Задание 1 —
Повторите дословно весь отрывок о Марине Цветаевой.

Выбранный отрывок —
################
Опубликовано в журнале СловоWord, номер 55, 2007
Марина Ивановна Цветаева – великий русский поэт, оставивший неизгладимый след в русской и мировой поэзии. Это след раскаленной и не остывающей лавы, клокочущего вулкана мыслей и страстей, беспрецедентного по мастерству и изощренности пера, точнее резца, формирующего пространственное поэтическое изображение и, наконец, это следы крови и смерти… Последние имеют не фигуральный, а, к сожалению, прямой смысл – трагическая кончина Цветаевой, раздавленной коммунистическим молохом, и покончившей с собой в Елабуге, общеизвестна.
Можно лишь предполагать, как сложилась бы судьба Марины Цветаевой, родись она в другое время и в иной, более благополучной стране. Гадать – непродуктивно. Ясно, однако, что сама Цветаева отчетливо сознавала – сумасшедший двадцатый век был непримиримо враждебен и не по плечу ей, и в России: «Я в Росиии ХХ века бессмысленная», и вообще (О поэте не подумал.1934):
Век мой – враг мой, век мой – ад.
Тем более, поразительна её поэтическая продуктивность, высоковольтность её поэзии, непреходящая, неправдоподобная, слепящая яркость поэтических строк. Поэзия Цветаевой – это пронзительный документ, представляющий развернутый во времени срез эпохи. Трагические политические катаклизмы и конвульсии России и Европы оказались удивительным образом связаны с эволюцией личности и судьбой Поэта. В трех анализируемых направлениях: 1. Бог и религия, 2. Политическое самосознание, 3. Национальная самоидентификация – Цветаева не имела принципиальных и стабильных взглядов. Они радикально менялись на протяжении её жизни. Вместе с тем, Марина Ивановна Цветаева достигла уникальных творческих рубежей, и с полным основанием квалифицирована Историей Великим русским и мировым Поэтом.
################
Задание 2 —
Продублируйте без изменений только строки листинга: от строки с «For the food» до строки с «[[891, 507]]» включительно.
################
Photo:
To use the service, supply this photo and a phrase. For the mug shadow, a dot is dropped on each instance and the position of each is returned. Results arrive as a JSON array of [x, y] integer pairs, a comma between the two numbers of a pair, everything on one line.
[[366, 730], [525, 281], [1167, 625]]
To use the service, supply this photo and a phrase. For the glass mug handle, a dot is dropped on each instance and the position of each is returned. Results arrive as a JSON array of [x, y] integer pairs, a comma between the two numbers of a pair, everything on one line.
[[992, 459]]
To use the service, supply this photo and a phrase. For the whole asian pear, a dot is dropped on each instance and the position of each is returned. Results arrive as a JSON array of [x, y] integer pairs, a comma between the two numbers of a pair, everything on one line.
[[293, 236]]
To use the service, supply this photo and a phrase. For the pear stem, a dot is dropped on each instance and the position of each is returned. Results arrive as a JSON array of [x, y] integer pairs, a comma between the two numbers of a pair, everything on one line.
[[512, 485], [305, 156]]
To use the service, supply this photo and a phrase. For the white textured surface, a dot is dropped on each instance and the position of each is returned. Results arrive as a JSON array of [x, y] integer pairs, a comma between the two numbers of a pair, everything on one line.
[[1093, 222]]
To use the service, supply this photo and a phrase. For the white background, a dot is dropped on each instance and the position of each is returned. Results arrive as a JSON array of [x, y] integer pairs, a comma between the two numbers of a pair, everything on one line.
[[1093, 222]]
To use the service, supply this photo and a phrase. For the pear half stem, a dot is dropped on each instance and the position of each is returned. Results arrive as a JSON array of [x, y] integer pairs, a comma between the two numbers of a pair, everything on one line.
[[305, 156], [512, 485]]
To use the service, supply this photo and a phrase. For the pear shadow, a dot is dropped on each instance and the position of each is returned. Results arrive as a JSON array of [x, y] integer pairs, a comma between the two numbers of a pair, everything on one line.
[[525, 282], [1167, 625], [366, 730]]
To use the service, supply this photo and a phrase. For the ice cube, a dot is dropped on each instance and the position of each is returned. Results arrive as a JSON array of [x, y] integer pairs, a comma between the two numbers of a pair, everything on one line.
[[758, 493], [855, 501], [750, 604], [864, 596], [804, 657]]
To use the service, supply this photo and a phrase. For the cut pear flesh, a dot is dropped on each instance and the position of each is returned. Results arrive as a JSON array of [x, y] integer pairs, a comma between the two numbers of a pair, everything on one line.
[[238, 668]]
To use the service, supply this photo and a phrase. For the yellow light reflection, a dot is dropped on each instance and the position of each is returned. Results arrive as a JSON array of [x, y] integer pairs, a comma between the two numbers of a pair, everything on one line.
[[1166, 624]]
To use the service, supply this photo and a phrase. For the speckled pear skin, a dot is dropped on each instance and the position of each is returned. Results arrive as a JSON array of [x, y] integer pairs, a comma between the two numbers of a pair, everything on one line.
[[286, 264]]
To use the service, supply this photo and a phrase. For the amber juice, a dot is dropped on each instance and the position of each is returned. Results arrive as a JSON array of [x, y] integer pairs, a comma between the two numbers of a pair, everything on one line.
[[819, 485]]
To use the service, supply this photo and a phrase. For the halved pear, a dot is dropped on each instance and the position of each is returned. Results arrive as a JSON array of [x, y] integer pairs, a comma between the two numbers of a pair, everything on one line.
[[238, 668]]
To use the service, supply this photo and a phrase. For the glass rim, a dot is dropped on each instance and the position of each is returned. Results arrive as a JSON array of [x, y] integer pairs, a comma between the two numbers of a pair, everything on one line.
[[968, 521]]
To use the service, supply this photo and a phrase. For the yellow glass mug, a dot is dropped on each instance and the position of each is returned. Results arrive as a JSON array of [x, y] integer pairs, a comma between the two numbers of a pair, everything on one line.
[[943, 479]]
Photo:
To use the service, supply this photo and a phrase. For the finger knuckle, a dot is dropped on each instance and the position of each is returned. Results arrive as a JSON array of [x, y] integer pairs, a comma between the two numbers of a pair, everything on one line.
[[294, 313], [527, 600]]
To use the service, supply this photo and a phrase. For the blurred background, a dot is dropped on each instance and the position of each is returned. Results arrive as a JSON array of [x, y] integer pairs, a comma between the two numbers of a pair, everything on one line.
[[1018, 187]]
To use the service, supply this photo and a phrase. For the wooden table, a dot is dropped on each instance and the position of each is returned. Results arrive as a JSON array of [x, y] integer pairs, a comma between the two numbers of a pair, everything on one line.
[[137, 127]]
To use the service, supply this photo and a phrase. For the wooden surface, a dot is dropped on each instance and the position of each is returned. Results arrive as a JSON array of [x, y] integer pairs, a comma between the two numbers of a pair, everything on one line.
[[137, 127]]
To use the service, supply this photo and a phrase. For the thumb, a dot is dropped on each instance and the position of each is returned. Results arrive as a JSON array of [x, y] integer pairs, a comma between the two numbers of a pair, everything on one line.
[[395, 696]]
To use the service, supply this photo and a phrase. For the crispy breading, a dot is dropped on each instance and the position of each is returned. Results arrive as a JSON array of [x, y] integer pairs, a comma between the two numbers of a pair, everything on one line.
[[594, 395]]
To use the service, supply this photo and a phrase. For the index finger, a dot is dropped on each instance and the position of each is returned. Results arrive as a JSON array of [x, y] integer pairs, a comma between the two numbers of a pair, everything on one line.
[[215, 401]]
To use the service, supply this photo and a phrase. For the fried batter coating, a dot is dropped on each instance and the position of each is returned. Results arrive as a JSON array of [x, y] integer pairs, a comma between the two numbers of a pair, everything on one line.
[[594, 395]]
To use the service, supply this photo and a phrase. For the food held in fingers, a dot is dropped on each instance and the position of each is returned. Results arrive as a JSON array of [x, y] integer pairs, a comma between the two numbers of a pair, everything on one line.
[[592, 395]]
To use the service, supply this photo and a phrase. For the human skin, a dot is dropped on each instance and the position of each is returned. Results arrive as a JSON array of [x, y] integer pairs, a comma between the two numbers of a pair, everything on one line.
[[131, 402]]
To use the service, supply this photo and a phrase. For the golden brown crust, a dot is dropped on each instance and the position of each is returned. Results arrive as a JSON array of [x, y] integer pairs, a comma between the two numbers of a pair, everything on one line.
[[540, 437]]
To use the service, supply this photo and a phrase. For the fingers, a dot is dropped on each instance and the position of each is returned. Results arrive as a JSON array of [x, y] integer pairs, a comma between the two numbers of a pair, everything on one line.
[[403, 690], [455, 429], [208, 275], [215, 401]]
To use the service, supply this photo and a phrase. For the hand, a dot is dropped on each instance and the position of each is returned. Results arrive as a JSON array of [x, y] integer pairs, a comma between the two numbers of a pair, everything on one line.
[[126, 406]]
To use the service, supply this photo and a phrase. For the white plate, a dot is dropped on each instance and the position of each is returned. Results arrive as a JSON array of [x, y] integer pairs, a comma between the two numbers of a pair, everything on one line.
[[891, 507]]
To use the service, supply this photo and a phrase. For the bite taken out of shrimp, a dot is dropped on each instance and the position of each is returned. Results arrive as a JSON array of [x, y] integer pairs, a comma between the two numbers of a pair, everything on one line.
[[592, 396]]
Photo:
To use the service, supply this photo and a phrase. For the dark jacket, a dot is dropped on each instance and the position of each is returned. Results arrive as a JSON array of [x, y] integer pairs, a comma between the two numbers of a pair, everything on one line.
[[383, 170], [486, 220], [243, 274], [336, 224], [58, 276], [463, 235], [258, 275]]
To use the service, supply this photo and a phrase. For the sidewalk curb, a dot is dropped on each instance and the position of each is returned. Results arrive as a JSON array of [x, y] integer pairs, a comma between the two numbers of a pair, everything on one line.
################
Ответ 1 —
Опубликовано в журнале СловоWord, номер 55, 2007
Марина Ивановна Цветаева – великий русский поэт, оставивший неизгладимый след в русской и мировой поэзии. Это след раскаленной и не остывающей лавы, клокочущего вулкана мыслей и страстей, беспрецедентного по мастерству и изощренности пера, точнее резца, формирующего пространственное поэтическое изображение и, наконец, это следы крови и смерти… Последние имеют не фигуральный, а, к сожалению, прямой смысл – трагическая кончина Цветаевой, раздавленной коммунистическим молохом, и покончившей с собой в Елабуге, общеизвестна.
Можно лишь предполагать, как сложилась бы судьба Марины Цветаевой, родись она в другое время и в иной, более благополучной стране. Гадать – непродуктивно. Ясно, однако, что сама Цветаева отчетливо сознавала – сумасшедший двадцатый век был непримиримо враждебен и не по плечу ей, и в России: «Я в Росиии ХХ века бессмысленная», и вообще (О поэте не подумал.1934):
Век мой – враг мой, век мой – ад.
Тем более, поразительна её поэтическая продуктивность, высоковольтность её поэзии, непреходящая, неправдоподобная, слепящая яркость поэтических строк. Поэзия Цветаевой – это пронзительный документ, представляющий развернутый во времени срез эпохи. Трагические политические катаклизмы и конвульсии России и Европы оказались удивительным образом связаны с эволюцией личности и судьбой Поэта. В трех анализируемых направлениях: 1. Бог и религия, 2. Политическое самосознание, 3. Национальная самоидентификация – Цветаева не имела принципиальных и стабильных взглядов. Они радикально менялись на протяжении её жизни. Вместе с тем, Марина Ивановна Цветаева достигла уникальных творческих рубежей, и с полным основанием квалифицирована Историей Великим русским и мировым Поэтом.

Ответ 2 —
To use the service, supply this photo and a phrase. For the food held in fingers, a dot is dropped on each instance and the position of each is returned. Results arrive as a JSON array of [x, y] integer pairs, a comma between the two numbers of a pair, everything on one line.
[[592, 395]]
To use the service, supply this photo and a phrase. For the human skin, a dot is dropped on each instance and the position of each is returned. Results arrive as a JSON array of [x, y] integer pairs, a comma between the two numbers of a pair, everything on one line.
[[131, 402]]
To use the service, supply this photo and a phrase. For the golden brown crust, a dot is dropped on each instance and the position of each is returned. Results arrive as a JSON array of [x, y] integer pairs, a comma between the two numbers of a pair, everything on one line.
[[540, 437]]
To use the service, supply this photo and a phrase. For the fingers, a dot is dropped on each instance and the position of each is returned. Results arrive as a JSON array of [x, y] integer pairs, a comma between the two numbers of a pair, everything on one line.
[[403, 690], [455, 429], [208, 275], [215, 401]]
To use the service, supply this photo and a phrase. For the hand, a dot is dropped on each instance and the position of each is returned. Results arrive as a JSON array of [x, y] integer pairs, a comma between the two numbers of a pair, everything on one line.
[[126, 406]]
To use the service, supply this photo and a phrase. For the white plate, a dot is dropped on each instance and the position of each is returned. Results arrive as a JSON array of [x, y] integer pairs, a comma between the two numbers of a pair, everything on one line.
[[891, 507]]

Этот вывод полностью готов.